━━━ Reading passage ━━━
Israeli universities improve in annual global ranking

Israeli institutions of higher education increase rank on 2014/2015 QS World University Rankings.

Students at Hebrew University (photo credit: MARC ISRAEL SELLEM/THE JERUSALEM POST)
Students at Hebrew University
Israeli universities have for the most part increased their global standing, according to the 2014/2015 QS World University Rankings, which were released on Tuesday.
First compiled in 2004, the QS World University Rankings annually rate the world’s best-performing higher education institutions, assessing some 3,000 and providing rankings for more than 800.
The Hebrew University of Jerusalem was the highest ranking academic institution in Israel, at 138th globally, a three-point increase over 2013/2014. Within Israel it was ranked first in life sciences, medicine, arts and humanities, and first in academic reputation.
In second place was the Technion – Israel Institute of Technology. However, the Technion’s worldwide ranking of 190 marked a significant drop from the previous year’s ranking of 183.
“With all the criticism of ranking systems, it [QS World University Rankings] is an international measurement that the higher education system and the public assiduously follow each year,” said Ben-Gurion University president Rivka Carmi on Tuesday.
Ben-Gurion University broke into the top 300 universities in the world this year, rising 39 places to 292 since the last survey. It is ranked fourth in Israel.
━━━ Supplied data ━━━
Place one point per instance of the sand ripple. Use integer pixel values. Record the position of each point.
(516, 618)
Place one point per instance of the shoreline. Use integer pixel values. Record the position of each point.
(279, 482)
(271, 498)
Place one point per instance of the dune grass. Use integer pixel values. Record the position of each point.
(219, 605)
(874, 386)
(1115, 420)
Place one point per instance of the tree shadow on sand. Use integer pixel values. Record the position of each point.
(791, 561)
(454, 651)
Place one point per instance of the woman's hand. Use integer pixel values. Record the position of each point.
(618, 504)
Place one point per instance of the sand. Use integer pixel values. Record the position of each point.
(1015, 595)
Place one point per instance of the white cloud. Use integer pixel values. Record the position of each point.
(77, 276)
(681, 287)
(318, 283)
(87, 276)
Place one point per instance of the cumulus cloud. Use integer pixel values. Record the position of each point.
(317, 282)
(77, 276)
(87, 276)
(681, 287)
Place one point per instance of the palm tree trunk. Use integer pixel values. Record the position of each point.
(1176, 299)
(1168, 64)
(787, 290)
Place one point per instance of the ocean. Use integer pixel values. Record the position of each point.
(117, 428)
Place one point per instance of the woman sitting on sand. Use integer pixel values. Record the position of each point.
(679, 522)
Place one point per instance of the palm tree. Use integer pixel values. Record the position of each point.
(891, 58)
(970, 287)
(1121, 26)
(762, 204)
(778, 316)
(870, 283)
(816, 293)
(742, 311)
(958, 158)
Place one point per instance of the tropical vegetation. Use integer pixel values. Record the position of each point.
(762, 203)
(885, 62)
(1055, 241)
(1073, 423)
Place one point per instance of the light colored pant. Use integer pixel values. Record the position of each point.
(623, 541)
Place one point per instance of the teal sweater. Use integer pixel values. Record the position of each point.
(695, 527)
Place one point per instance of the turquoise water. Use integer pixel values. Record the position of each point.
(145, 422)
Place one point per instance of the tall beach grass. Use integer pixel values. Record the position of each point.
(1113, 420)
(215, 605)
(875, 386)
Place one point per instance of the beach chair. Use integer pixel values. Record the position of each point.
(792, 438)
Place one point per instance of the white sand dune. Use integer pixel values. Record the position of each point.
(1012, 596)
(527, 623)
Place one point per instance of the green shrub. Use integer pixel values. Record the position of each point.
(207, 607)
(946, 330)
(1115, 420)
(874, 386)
━━━
__Assignment A__
From the article on Israeli university rankings, copy the passage from "First compiled in" up to and including "Carmi on Tuesday." word for word.
__Assignment B__
According to the article on Israeli university rankings, where did Ben-Gurion University rank within Israel?
__Assignment C__
Continue the article on Israeli university rankings from its final sentence.

__Answer box A__
First compiled in 2004, the QS World University Rankings annually rate the world’s best-performing higher education institutions, assessing some 3,000 and providing rankings for more than 800.
The Hebrew University of Jerusalem was the highest ranking academic institution in Israel, at 138th globally, a three-point increase over 2013/2014. Within Israel it was ranked first in life sciences, medicine, arts and humanities, and first in academic reputation.
In second place was the Technion – Israel Institute of Technology. However, the Technion’s worldwide ranking of 190 marked a significant drop from the previous year’s ranking of 183.
“With all the criticism of ranking systems, it [QS World University Rankings] is an international measurement that the higher education system and the public assiduously follow each year,” said Ben-Gurion University president Rivka Carmi on Tuesday.

__Answer box B__
Fourth

__Answer box C__
“Despite our youth in comparison with leading universities in Israel and abroad, we are very much present on the international academic stage with a respectable ranking which will only improve in the future,” Carmi said.
While Israeli universities were celebrating their rise in the QS rankings, last month’s 2014 Academic Ranking of World Universities (ARWU), also considered one of the most objective and important indices, saw Israeli institutions drastically drop in rank.
To make matters worse, this month the government announced it would cut some NIS 175 million from the higher education budget, a move that has caused outrage among leading members of academia and raised questions regarding the future of Israeli academia.
Prof. Menahem Ben-Sasson, chairman of the Committee of University Heads and president of Hebrew University, joined Prof. Yona Chen, head of the Committee of Public Academic College Heads, and Ori Reshtik, chairman of the National Student Union, to pen a joint letter to Prime Minister Binyamin Netanyahu warning him that this would unequivocally harm Israeli institutions on a global scale.
“This decision will lead to the end of the higher-education era in the State of Israel,” the letter said.
Ben-Sasson, Chen and Reshtik reminded the prime minister of the years 2000-2009, a period that has come to be known as the “lost decade,” when the government drastically cut the budget for higher education. The move inevitably led to a brain drain that saw leading scientists and scholars leave Israel in search of better opportunities abroad, and significantly harmed research programs.
The country’s higher education system is still recuperating from the effects of that decade. The past four years have seen the implementation of the multi-year reform for higher education implemented by the Planning and Budgetary Committee (PBC) of the Council for Higher Education.
One of its goals is to reverse the brain drain and recruit young scientists.
“In the midst of this historic correction, the government is implementing a drastic budget cut to the system, which if it occurs will return the system to the ‘lost decade’ and effectively halt the efforts to rehabilitate it,” the letter by Ben-Sasson, Chen and Reshtik said.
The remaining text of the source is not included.